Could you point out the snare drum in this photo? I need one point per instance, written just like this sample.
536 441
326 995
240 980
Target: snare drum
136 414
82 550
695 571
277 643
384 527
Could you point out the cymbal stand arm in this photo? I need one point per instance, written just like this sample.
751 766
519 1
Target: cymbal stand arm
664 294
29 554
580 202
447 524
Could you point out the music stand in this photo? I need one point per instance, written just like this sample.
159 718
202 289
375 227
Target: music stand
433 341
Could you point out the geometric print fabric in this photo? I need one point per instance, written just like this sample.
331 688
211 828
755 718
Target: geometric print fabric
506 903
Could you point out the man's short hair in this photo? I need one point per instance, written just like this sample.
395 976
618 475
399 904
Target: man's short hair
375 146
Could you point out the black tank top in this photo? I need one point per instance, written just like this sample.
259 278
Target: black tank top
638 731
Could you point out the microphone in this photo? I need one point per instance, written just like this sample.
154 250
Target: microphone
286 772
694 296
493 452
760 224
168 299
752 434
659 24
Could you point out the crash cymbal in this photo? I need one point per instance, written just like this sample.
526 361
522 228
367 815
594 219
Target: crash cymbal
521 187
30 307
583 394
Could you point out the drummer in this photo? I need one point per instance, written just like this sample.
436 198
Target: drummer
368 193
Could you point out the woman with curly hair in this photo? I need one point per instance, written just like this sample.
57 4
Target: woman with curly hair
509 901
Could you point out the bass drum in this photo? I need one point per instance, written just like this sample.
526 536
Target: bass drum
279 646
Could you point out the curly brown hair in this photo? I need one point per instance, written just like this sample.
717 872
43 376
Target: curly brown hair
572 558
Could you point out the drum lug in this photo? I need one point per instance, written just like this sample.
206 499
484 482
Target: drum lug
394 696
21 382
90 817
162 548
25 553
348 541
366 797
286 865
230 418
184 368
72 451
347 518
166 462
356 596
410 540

━━━

Exercise details => Return exactly the lines of the data, and only those, from the line with "Could you point out the microphone" through the last line, inclusive.

Result of this exercise =>
Could you point out the microphone in this photo? I need one point per instance, written just like this sample.
154 250
Target: microphone
286 772
694 296
493 452
760 224
168 299
752 434
659 24
Could you point out the crash cymbal in this photo? I need one point per instance, written just like this sample.
526 361
522 228
367 815
594 219
Target: crash cymbal
521 187
30 307
583 394
Could you point out the drummer in this photo? I need one point per instance, written just like this sample.
436 198
Target: drummer
368 193
Could you point out the woman with curly hair in this photo? I need one point per instance, written just like this sample.
57 4
Target: woman with curly hair
509 901
Could you point out the bass drum in this photo? I need one point per instance, written just like this sample.
526 536
Target: bass drum
279 646
Could you point out the curly brown hair in this photo? I need one point per instance, written just like this sample.
717 872
43 376
Target: curly brown hair
572 558
Could you point out the drum lug in this photo? I need one point per instance, written just like this sample.
206 499
484 482
Target: drum lug
394 696
21 382
90 817
162 548
25 553
348 541
366 797
286 865
230 418
184 368
72 451
347 518
166 462
356 596
410 540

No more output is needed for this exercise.